Page text section start
= Doris Dungey =

American writer (1961-2008)

Doris J. Dungey (November 15, 1961 – November 30, 2008) was an American blogger who wrote extensively about the United States housing bubble for the blog Calculated Risk under the pseudonym Tanta.

==Early life and work==
Born in Oxnard, California to Byron and Eileen Dungey in 1961, she was raised in Bloomington-Normal, Illinois. She earned a master's degree in English from the University of Wisconsin, where she taught until 1989. She then returned to Bloomington, where she wrote the training manual for a local rape crisis center. She worked in the mortgage industry for many years, starting at Champion Federal Savings and Loan Association where she was a trainer and technical writer. Her work for her last employer, Mortgage Dynamics, included securitization due diligence, contract review and technical writing.

==Writing career==
The blog Calculated Risk was started in 2005 by Bill McBride, a former technology executive who believed that the United States housing market was near its peak, and he posted articles and statistics to his blog to support his argument. Dungey started posting to the blog, using the pseudonym Tanta, a family nickname, because she hoped to return to work in the mortgage business. As Tanta, Dungey used her inside knowledge of the mortgage industry and humor to post corrections and analysis of her own about mortgage financing. December 2006 marked her first post to the blog, criticizing a Citigroup report that was confident that the mortgage industry would "rationalize" in 2007.

Her work for the blog included The Compleat ÜberNerd, a series of 13 articles that provided an in-depth summary of the mortgage business from origination and servicing, to mortgage-backed securities, negative amortization and foreclosure, which was called a "definitive word on the subject" by The New York Times.

She was quoted by CBS News in April 2008, emphasizing that the subprime mortgage crisis was not the result of the inherent complexity of instruments like collateralized debt obligations, but was caused by excessive leverage that was part of efforts to "goose the yield" of mortgage securities to offer higher interest rates to investors by creating "complex cash-flow structures hedged by complex rate swaps". The Federal Reserve cited her in its 2008 paper Understanding the Securitization of Subprime Mortgage Credit.

Her posts influenced a number of economists and journalists through their wit and clarity. In 2007 Felix Salmon, writing for Condé Nast Portfolio, called her "one of the best financial writers in the world". The week after her death, Alyssa Katz wrote for the Columbia Journalism Review that "journalism [has] lost its most incisive, stubbornly accurate, and unfailingly hilarious chronicler of the failings of the mortgage industry."

One of her final posts to the blog, in September 2008, criticized a proposed aspect of the 2008 bailout plan, which would have had the United States Department of the Treasury purchase bad loans directly from banks. As Tanta, she argued that bank executives should be forced to explain why they purchased the asset in the first place, what they learned from seeing the asset go bad and how they will ensure that the same mistake is not made in the future.

==Death==
Dungey, who had lived in Upper Marlboro, Maryland, died at age 47 on November 30, 2008, of ovarian cancer.
Page text section end
> [Problems to solve]:
• 1. Output the passage in the article on Doris Dungey starting with "One of her final" and going on through "of ovarian cancer.".
• 2. Answer these questions from the article on Doris Dungey:
(a) In what city was Dungey born?
(b) Who started the blog Calculated Risk, and in what year?
(c) How many articles made up The Compleat ÜberNerd?
Information supplied section start
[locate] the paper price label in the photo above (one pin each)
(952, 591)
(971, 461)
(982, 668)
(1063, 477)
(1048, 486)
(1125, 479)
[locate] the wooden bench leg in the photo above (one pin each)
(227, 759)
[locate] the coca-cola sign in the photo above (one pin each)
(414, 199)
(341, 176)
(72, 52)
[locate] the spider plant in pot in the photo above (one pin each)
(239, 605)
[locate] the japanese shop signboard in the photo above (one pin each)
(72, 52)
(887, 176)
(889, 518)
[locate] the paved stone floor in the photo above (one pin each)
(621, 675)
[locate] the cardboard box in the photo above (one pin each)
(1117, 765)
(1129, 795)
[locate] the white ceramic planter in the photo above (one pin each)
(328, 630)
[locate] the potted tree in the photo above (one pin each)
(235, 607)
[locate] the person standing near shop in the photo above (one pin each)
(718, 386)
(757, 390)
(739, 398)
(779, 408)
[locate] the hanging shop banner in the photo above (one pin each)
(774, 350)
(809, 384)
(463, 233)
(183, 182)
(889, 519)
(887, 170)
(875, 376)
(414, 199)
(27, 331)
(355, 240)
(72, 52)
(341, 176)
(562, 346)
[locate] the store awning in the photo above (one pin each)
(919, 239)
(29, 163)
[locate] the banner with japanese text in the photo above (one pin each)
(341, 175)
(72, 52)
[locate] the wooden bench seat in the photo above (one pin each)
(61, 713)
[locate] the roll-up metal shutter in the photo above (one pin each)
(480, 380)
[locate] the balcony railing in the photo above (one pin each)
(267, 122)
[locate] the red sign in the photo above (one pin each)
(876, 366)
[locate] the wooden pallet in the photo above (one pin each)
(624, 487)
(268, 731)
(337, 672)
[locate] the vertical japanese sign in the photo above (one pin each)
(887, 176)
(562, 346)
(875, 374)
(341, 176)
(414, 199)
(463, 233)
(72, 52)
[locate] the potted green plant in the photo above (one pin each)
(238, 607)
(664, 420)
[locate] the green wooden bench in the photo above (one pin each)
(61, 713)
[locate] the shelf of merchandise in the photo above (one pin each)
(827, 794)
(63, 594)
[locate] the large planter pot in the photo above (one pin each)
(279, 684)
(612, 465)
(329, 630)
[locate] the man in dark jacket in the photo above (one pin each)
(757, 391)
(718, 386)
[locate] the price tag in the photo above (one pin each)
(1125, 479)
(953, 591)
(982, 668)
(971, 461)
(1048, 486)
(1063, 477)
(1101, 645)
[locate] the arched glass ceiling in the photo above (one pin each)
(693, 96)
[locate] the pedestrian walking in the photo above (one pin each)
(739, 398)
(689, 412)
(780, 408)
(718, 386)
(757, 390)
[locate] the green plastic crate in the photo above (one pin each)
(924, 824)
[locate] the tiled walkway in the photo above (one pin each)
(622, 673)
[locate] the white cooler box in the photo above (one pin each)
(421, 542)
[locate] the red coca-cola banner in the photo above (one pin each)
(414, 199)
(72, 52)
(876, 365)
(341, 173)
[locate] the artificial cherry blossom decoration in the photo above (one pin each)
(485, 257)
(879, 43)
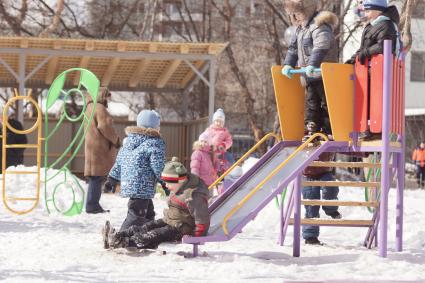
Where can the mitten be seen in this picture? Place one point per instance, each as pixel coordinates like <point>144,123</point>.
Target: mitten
<point>309,71</point>
<point>118,143</point>
<point>286,71</point>
<point>200,230</point>
<point>165,188</point>
<point>363,55</point>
Information supplied section end
> [Results by task]:
• 1.
One of her final posts to the blog, in September 2008, criticized a proposed aspect of the 2008 bailout plan, which would have had the United States Department of the Treasury purchase bad loans directly from banks. As Tanta, she argued that bank executives should be forced to explain why they purchased the asset in the first place, what they learned from seeing the asset go bad and how they will ensure that the same mistake is not made in the future.

==Death==
Dungey, who had lived in Upper Marlboro, Maryland, died at age 47 on November 30, 2008, of ovarian cancer.

• 2.
(a) Oxnard, California
(b) Bill McBride, in 2005
(c) 13